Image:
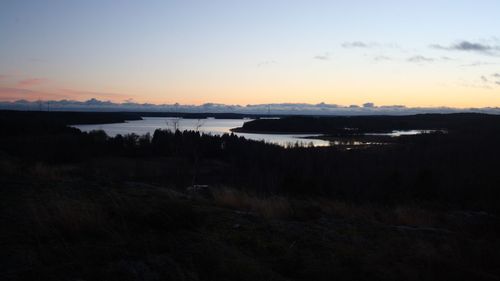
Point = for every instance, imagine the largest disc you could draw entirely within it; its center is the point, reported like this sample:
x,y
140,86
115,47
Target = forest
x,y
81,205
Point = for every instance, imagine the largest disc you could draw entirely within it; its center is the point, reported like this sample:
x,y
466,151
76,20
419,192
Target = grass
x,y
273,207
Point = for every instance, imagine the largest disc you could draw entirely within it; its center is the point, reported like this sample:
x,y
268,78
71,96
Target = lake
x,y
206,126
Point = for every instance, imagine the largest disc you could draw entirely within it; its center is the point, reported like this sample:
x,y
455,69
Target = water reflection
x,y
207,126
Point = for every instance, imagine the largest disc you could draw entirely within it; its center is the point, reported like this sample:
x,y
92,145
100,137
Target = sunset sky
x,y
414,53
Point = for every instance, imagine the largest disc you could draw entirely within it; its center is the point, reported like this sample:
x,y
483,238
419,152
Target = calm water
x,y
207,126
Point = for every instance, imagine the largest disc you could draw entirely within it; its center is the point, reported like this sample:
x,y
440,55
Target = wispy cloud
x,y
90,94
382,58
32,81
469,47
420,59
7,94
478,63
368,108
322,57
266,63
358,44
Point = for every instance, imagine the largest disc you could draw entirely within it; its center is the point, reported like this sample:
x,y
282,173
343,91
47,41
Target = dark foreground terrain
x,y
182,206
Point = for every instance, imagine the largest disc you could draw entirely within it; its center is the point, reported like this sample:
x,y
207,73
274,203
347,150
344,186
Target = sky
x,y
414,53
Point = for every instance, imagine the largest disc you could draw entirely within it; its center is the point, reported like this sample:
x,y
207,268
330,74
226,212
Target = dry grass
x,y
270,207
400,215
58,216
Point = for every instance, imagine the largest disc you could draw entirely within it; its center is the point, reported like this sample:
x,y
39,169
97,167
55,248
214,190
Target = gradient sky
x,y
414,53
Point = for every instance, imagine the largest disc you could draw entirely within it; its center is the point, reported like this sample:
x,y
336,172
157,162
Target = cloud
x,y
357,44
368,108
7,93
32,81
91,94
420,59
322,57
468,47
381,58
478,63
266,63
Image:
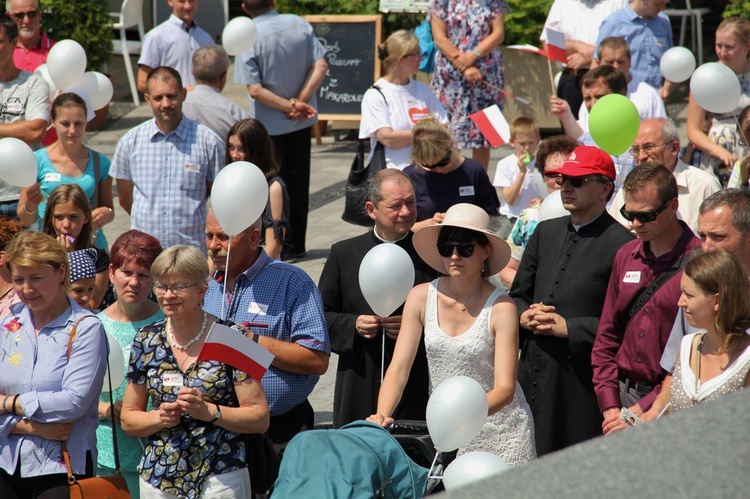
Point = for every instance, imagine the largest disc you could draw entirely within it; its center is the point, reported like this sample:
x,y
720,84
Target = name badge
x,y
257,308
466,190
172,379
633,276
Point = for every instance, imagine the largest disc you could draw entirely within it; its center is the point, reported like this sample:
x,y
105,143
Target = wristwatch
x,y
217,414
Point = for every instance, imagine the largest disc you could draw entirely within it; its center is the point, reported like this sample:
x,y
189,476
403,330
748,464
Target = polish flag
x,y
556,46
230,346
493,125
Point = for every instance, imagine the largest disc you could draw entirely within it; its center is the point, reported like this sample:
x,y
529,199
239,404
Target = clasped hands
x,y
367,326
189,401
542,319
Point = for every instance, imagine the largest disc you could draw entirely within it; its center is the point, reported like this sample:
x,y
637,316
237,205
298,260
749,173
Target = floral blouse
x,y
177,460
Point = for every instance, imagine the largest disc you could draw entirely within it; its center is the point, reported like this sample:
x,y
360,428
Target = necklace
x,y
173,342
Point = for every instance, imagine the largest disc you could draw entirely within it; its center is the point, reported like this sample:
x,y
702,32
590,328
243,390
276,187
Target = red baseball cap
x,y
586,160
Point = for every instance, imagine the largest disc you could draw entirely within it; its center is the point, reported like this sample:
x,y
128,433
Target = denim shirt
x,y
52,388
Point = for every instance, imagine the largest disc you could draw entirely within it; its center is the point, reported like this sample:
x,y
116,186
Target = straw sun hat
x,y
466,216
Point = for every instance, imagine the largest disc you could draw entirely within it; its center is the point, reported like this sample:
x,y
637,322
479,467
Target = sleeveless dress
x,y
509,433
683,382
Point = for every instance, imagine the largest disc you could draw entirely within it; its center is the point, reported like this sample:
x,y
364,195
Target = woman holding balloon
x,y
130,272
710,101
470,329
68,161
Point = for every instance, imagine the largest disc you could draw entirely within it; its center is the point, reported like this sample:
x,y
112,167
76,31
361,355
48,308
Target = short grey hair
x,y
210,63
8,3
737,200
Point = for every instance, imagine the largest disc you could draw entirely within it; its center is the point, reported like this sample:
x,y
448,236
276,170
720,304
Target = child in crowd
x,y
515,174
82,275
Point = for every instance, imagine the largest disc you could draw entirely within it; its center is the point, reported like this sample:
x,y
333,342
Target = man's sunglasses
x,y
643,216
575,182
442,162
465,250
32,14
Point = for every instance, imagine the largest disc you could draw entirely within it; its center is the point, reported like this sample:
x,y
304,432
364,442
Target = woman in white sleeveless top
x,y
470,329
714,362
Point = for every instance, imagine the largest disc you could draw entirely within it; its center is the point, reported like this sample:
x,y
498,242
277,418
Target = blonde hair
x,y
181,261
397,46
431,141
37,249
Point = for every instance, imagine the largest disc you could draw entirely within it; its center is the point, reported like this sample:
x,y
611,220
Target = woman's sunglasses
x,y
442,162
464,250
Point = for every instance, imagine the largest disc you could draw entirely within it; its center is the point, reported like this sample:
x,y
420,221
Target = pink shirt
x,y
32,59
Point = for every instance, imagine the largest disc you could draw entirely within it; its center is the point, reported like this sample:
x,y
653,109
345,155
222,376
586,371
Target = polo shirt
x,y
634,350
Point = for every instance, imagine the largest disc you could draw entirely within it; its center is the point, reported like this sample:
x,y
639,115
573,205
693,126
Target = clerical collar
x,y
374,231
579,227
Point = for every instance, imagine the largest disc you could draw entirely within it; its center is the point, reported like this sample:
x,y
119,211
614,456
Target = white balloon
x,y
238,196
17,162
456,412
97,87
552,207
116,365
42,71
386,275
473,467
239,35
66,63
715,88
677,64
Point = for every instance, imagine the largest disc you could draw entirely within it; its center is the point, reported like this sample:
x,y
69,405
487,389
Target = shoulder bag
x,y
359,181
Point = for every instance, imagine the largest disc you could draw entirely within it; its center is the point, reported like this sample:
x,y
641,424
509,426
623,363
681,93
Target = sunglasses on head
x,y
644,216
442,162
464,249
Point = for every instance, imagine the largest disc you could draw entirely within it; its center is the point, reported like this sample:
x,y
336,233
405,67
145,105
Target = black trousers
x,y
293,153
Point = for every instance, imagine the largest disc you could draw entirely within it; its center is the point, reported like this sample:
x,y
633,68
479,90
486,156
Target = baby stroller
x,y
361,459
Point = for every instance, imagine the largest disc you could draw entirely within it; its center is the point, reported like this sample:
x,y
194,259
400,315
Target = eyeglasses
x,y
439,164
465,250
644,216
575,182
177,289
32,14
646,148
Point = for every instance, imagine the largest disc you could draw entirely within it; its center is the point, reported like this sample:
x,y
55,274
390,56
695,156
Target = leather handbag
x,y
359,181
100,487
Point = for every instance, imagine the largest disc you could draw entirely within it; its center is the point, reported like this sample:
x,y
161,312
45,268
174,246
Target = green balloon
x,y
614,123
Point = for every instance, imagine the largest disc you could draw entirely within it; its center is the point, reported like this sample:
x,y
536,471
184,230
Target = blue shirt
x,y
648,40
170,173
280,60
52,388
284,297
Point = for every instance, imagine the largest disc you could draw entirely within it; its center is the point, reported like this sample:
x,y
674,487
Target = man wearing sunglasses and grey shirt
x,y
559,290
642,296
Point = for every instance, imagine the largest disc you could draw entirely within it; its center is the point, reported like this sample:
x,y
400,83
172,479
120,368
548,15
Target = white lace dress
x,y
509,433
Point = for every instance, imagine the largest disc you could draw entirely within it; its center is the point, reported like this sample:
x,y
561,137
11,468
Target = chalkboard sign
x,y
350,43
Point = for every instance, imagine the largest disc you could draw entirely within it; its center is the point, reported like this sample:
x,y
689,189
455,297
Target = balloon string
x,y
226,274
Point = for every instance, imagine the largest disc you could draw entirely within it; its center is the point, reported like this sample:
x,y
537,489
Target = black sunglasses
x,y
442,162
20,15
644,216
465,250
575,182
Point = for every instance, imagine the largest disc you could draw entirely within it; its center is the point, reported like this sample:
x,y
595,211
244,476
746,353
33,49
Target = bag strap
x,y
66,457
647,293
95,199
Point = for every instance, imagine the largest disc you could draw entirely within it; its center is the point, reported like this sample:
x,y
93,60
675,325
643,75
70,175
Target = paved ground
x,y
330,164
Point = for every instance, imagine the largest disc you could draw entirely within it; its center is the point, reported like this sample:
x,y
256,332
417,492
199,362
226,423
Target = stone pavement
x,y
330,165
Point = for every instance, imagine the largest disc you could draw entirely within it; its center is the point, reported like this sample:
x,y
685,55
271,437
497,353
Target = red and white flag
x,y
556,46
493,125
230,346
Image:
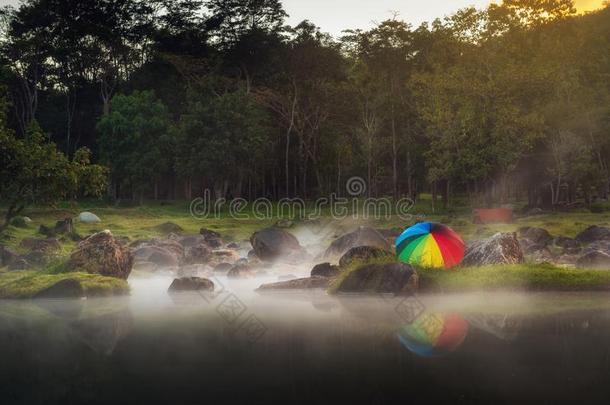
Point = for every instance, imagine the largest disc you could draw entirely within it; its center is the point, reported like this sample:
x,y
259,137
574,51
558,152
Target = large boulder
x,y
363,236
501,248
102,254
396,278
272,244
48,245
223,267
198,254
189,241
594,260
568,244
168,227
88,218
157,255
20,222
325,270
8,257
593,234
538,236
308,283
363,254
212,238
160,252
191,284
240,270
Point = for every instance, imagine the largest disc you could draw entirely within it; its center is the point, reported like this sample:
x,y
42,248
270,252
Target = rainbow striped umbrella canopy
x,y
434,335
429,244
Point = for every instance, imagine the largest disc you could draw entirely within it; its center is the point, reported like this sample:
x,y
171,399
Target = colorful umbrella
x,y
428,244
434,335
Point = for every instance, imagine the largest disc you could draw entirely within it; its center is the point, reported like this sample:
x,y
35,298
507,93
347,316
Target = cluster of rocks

The exercise —
Identify each line in the items above that contains the string "grey", and copy those lines out in full. Only matches with the same uppercase and lowercase letters count.

Response —
Target = short grey hair
Target = man wearing sunglasses and grey shirt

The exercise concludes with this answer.